> Supplied passage:

Orange County Music.
BLACK FRANCIS AND WIFE VIOLET CLARKE RESIST THE CUTESY WITH GRAND DUCHY BY DOUG WALLEN Published on May 06, 2009 at 10:34am
Annabelle Phillips
Black Francis leans on wife Violet Clark
Domestic Partnership Black Francis and wife Violet Clark resist the cutesy with their Grand Duchy project
The hotly anticipated Pixies box set, Minotaur, doesn’t mean Black Francis is resting on his laurels. Far from it. He recently produced Art Brut’s third album and has just unveiled Grand Duchy, a collaboration with his wife, Violet Clark.
Grand Duchy’s punchy, nine-song debut, Petits Fours, came out on Cooking Vinyl last month, casting Black Francis’ blurting guitar and cutting growl in a totally different light. While there’s a definite Pixies vibe to the coed vocals and dominant bass lines, some tunes recall Blondie and the Cars, and the band recently covered “A Strange Day” for a tribute to the Cure.
Thank Clark for that; a fan of glossy ’80s pop, she brings zippy synths and an appealing coyness to the equation, making for some thrilling tension between retro and modern, not to mention adorable and angry.
“We’re aware of some kind of tension, which is probably a good thing,” says Francis (“Frank Black” in his solo career) by phone. “But we’re not seeking it out. We just do our thing. It’s very difficult to define exactly what happens when you’re writing songs or making records. There’s a lot of unspoken things that go on.”
Clark adds, “We do have different sensibilities. If you look at my iPod and his, there’s not a lot of overlap. I think that contributed to whatever schizophrenic quality the record has, which, to me, is a cool aspect. For somebody else, it might be confusing or perplexing, but we’re really relishing [it]. Whatever [we’re] bringing to the table, it forces it in a new direction.”
Chiming in together as readily on record as they do on the phone, Francis and Clark—who live with their five children in Portland—gel incredibly well on Petits Fours, whether on the Dandy Warhols-recalling single “Lovesick,” the adrift duet “Seeing Stars,” or the plinking, slow-burn closer “Volcano!” Longtime fans may be surprised to hear Francis’ acidic sneer lathered in ’80s-style echo on “Black Suit,” or take on an almost-twee lilt on “Fort Wayne,” but that’s the whole point of collaboration. Grand Duchy’s bittersweet sound is equally split between the spouses.
“It’s all decided in the moment,” explains Francis. “Sometimes, she’ll start a song; sometimes, I’ll start a song. Sometimes, I’ll write all the music; sometimes, she’ll write all the music. Sometimes, I’ll write eight bars and say, ‘Okay, honey, I’ll take over the kids now,’ and she writes the next eight bars. There’s not any one set way we do it.”

> Task details: Copy the part of the Grand Duchy article that opens with the words containing "Thank Clark for" and closes with "adorable and angry.".

> Data extract:
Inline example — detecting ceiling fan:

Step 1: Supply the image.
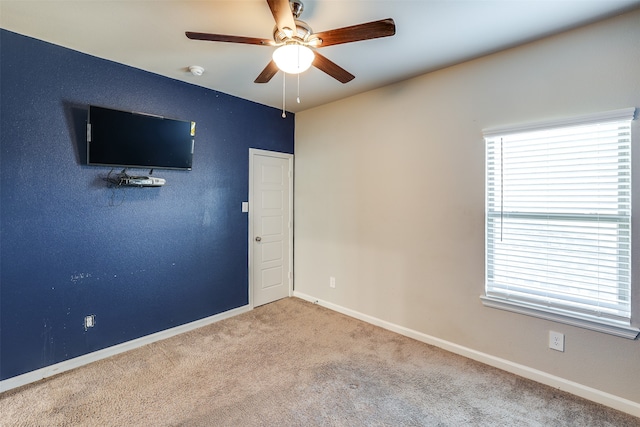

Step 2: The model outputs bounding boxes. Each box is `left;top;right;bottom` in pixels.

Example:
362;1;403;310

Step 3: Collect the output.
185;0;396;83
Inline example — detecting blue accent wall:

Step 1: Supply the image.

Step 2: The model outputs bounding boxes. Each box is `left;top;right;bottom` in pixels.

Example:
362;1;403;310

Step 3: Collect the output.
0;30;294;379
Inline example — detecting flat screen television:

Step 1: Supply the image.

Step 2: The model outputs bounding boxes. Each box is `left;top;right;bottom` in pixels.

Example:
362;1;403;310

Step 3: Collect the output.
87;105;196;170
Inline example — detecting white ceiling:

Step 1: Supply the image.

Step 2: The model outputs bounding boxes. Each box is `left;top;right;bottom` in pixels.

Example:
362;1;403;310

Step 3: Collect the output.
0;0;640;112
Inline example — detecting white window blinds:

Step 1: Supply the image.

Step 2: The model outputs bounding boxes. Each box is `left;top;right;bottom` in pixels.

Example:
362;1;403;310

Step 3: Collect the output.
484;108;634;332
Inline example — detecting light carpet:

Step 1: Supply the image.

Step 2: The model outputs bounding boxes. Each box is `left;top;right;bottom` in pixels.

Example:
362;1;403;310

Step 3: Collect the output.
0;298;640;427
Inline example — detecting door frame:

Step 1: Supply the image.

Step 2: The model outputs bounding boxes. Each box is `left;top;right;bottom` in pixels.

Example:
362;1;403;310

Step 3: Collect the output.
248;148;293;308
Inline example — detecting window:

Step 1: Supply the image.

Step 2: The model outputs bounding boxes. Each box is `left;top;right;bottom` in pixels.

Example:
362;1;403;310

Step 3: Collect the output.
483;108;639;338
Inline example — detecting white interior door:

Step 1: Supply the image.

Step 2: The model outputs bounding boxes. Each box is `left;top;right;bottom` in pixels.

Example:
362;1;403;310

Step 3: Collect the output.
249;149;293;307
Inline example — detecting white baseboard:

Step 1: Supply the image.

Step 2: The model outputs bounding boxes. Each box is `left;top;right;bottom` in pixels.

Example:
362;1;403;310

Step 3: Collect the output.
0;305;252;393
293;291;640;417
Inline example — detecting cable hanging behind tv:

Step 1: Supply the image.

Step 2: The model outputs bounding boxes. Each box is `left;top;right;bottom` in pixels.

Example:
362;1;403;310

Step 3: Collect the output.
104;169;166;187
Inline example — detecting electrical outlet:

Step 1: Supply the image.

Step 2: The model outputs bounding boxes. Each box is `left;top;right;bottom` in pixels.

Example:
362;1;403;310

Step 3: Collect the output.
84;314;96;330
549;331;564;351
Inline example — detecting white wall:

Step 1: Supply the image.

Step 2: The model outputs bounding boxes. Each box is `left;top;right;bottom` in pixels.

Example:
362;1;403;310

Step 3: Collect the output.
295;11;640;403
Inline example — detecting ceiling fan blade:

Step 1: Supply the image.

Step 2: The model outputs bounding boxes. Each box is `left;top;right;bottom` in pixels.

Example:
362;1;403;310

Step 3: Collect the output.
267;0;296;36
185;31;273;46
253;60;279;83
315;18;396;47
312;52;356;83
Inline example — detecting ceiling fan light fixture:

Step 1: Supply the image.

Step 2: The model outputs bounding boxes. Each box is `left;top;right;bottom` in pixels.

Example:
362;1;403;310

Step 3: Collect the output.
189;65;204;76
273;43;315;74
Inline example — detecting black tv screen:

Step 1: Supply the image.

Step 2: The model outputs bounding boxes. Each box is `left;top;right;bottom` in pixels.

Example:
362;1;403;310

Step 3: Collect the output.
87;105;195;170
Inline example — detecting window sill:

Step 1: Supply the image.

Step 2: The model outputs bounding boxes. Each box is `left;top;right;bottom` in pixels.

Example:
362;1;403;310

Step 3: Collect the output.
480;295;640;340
...
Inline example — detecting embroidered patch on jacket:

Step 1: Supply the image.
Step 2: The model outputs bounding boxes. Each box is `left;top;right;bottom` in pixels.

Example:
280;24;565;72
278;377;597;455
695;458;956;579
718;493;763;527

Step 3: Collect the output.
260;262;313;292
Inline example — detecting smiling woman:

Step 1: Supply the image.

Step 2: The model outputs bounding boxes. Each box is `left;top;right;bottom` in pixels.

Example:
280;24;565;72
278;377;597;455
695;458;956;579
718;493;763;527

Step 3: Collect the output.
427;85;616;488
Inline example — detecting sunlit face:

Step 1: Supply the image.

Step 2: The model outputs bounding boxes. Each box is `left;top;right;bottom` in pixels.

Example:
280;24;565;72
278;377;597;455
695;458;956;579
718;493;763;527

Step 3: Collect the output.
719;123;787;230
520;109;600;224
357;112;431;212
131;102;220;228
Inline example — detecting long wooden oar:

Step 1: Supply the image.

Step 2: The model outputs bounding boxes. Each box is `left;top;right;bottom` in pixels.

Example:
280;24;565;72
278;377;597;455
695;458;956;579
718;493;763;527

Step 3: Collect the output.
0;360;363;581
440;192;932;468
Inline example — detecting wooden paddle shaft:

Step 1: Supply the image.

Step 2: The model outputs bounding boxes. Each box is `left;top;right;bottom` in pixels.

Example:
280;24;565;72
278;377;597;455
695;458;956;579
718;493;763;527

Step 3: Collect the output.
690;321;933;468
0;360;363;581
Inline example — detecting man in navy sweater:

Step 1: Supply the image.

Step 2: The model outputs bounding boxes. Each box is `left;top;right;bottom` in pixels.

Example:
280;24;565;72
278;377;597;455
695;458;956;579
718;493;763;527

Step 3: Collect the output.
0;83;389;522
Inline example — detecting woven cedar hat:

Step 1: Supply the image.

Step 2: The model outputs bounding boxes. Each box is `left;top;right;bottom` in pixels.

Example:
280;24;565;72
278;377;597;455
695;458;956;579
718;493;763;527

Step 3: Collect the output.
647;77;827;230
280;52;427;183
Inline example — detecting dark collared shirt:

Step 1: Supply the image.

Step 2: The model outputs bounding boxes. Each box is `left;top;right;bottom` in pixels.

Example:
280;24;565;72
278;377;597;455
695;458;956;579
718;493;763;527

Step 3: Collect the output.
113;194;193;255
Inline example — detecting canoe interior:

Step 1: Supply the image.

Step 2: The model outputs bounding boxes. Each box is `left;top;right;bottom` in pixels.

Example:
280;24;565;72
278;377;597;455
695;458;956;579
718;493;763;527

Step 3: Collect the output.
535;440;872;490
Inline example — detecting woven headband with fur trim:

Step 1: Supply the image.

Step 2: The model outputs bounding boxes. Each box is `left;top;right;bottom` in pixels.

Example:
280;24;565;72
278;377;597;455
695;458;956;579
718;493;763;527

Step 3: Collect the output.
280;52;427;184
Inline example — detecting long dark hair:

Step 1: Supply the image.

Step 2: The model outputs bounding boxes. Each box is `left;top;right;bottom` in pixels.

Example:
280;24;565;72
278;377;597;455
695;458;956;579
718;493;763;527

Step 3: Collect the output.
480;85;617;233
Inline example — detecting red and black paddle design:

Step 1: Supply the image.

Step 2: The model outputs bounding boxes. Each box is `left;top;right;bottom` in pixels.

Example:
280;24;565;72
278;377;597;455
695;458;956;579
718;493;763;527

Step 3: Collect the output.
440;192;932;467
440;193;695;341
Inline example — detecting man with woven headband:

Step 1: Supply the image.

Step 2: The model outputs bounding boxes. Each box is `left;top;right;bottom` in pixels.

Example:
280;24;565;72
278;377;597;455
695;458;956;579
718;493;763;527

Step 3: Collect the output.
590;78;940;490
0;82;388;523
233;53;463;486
* * *
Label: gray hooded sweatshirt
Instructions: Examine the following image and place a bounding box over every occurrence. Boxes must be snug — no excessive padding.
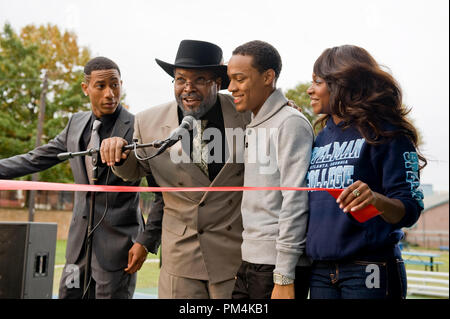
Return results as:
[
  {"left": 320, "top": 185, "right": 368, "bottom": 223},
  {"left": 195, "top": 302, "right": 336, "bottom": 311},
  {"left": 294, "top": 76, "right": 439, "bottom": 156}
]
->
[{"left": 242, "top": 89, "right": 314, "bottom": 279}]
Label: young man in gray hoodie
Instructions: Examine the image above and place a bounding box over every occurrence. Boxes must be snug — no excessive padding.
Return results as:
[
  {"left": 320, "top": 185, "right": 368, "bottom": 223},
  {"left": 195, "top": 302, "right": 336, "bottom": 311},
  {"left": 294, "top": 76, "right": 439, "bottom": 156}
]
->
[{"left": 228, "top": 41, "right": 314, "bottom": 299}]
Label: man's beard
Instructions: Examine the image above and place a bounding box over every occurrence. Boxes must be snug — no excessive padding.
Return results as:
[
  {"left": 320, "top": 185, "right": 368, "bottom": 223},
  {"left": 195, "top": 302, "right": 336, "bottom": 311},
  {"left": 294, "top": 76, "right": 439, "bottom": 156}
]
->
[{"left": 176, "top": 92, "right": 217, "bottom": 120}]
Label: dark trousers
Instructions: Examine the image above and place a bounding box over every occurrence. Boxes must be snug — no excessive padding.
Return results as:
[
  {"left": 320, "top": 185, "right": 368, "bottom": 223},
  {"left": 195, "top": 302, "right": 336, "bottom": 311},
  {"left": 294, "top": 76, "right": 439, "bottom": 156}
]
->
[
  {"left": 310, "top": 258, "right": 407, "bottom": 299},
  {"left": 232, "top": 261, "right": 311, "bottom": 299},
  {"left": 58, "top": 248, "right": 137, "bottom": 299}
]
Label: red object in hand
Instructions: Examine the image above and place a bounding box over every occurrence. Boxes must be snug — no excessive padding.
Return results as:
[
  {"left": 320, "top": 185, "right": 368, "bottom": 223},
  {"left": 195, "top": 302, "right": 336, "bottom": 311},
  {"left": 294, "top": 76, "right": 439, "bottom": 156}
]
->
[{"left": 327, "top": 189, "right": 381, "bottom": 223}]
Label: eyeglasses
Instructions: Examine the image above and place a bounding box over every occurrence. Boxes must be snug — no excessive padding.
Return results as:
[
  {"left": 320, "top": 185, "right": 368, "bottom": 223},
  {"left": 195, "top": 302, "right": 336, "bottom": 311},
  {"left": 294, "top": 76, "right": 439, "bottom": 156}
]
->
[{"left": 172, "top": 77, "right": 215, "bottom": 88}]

> Worked answer:
Thank Clark for that; a fan of glossy ’80s pop, she brings zippy synths and an appealing coyness to the equation, making for some thrilling tension between retro and modern, not to mention adorable and angry.